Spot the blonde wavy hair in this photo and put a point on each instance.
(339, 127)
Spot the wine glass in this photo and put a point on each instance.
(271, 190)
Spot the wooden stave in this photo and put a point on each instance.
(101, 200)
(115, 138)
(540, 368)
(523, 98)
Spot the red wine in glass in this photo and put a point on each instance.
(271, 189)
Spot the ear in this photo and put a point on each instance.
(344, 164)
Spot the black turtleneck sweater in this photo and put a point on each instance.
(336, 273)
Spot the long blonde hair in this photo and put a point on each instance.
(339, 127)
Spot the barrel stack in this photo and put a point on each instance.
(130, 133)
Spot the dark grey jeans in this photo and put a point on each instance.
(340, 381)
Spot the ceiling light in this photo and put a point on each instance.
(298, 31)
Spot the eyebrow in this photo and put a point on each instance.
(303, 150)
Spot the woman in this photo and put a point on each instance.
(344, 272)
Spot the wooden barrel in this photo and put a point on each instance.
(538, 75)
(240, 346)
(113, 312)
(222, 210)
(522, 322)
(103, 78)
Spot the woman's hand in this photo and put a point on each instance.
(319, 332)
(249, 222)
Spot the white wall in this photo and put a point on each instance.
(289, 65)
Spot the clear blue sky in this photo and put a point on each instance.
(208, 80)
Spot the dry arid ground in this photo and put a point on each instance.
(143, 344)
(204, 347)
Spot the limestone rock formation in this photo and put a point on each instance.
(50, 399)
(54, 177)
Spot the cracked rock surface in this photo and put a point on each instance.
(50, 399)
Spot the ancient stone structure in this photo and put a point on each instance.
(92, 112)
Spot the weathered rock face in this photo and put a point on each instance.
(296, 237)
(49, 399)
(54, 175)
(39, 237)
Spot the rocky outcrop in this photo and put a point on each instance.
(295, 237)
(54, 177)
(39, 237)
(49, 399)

=-=-=

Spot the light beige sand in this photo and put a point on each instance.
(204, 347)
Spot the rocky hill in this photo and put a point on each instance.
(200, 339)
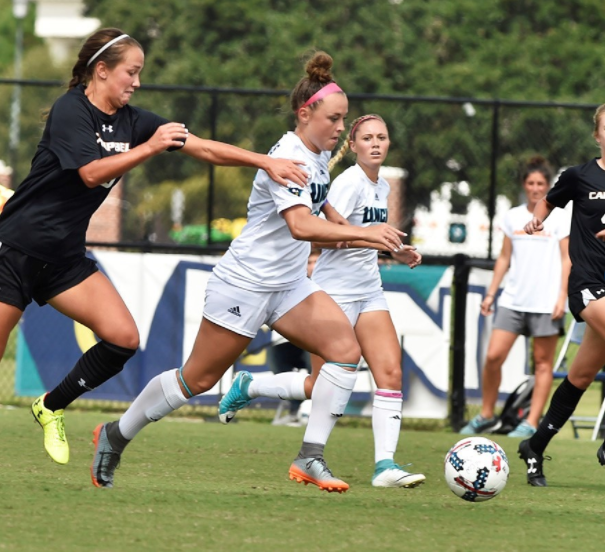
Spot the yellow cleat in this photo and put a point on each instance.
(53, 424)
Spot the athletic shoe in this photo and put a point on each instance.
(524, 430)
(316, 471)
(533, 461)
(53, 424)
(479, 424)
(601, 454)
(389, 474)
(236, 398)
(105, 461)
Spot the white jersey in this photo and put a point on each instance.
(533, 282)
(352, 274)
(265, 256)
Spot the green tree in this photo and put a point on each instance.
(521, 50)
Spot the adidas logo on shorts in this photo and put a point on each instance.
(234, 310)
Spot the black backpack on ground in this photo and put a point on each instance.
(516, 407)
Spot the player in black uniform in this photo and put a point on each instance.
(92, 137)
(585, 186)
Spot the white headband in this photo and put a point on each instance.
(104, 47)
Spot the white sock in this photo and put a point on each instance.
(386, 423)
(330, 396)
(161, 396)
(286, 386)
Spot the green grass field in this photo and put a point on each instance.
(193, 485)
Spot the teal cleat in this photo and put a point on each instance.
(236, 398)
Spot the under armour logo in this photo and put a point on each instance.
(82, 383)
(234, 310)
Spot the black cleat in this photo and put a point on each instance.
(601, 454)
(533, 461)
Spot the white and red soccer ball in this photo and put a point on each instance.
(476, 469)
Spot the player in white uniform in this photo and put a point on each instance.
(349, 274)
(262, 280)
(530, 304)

=-=-=

Task
Pull out every line of the material that contains the word "black", and copy each one in full.

Exercise result
Spot the black turtleneck sweater in this photo and put a point on each instance.
Spot the black backpack on ground in this photo and put a point on each instance.
Spot the player in black uniform in this photo and put a point on each instance.
Spot the black cleat in this photo and put a point on each instance.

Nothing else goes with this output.